Requirements: Which lines in the data below contain the word "gravel"? Locate and copy each one, treating uppercase and lowercase letters as different.

Records for the task:
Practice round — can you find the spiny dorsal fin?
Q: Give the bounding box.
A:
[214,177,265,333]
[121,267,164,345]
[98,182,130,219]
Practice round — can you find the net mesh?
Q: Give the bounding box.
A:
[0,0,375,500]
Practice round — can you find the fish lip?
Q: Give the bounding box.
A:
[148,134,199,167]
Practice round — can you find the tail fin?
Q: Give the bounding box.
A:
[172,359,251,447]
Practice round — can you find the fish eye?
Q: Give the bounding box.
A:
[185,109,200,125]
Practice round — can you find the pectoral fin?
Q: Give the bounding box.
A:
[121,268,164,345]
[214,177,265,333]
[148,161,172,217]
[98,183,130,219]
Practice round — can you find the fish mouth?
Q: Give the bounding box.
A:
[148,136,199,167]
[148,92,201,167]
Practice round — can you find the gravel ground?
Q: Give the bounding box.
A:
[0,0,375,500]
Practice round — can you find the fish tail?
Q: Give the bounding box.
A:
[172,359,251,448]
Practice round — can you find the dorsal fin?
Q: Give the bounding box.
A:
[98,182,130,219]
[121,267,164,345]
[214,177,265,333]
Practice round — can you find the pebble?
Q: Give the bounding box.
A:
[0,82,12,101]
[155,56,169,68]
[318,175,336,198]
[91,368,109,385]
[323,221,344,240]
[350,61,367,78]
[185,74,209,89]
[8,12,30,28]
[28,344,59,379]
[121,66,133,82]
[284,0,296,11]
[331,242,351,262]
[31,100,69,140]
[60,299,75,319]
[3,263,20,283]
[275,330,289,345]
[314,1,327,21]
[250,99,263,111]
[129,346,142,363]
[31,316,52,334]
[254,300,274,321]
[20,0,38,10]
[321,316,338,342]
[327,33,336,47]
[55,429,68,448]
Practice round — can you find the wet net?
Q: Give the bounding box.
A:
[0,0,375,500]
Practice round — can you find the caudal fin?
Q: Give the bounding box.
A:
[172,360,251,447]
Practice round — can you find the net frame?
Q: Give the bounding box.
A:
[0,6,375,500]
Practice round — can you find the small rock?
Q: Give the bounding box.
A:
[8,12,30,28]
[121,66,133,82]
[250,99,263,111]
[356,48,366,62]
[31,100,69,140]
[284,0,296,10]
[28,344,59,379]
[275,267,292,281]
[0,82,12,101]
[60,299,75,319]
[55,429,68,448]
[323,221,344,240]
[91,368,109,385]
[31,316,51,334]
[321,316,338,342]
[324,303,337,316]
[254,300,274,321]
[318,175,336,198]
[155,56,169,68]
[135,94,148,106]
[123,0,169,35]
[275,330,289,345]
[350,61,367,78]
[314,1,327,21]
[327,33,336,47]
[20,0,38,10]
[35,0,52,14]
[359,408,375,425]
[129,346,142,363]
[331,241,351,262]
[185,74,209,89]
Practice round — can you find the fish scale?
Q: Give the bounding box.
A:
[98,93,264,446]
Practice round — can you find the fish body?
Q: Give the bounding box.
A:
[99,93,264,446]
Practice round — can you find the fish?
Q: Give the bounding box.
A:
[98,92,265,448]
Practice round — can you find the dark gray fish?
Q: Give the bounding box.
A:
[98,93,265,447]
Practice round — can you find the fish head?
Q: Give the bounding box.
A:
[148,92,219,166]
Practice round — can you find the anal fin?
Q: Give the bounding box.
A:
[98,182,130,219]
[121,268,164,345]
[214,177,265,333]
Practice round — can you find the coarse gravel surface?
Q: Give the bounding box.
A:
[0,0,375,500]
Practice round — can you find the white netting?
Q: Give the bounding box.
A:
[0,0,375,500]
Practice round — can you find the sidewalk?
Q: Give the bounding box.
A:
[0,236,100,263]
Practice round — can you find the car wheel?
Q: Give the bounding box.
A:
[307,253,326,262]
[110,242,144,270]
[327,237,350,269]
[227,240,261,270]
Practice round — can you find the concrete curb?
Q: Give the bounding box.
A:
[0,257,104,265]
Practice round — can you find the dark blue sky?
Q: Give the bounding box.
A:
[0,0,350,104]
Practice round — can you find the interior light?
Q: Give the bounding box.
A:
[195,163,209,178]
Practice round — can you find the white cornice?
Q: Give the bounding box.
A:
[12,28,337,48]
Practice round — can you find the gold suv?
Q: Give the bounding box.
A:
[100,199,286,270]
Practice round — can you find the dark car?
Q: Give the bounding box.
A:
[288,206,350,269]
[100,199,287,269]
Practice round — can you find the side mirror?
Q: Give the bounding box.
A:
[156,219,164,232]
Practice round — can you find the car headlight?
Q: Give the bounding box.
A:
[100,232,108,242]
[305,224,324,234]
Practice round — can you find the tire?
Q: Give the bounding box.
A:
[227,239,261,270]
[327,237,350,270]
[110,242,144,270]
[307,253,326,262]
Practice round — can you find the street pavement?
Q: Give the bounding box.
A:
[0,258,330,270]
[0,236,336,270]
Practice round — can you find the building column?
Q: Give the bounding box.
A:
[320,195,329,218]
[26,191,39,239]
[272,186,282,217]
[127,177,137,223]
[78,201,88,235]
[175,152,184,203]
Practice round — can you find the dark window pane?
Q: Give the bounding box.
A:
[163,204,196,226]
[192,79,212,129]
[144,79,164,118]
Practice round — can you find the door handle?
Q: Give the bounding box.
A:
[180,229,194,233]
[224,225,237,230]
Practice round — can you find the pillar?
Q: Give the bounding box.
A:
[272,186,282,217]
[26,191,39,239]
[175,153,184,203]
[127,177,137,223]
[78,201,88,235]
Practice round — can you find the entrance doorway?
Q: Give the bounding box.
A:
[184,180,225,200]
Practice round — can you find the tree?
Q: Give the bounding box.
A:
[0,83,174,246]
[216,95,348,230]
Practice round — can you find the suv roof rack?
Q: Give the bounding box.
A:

Exercise result:
Practice round — can you find the gravel ground?
Practice round — can you find the coarse gravel surface?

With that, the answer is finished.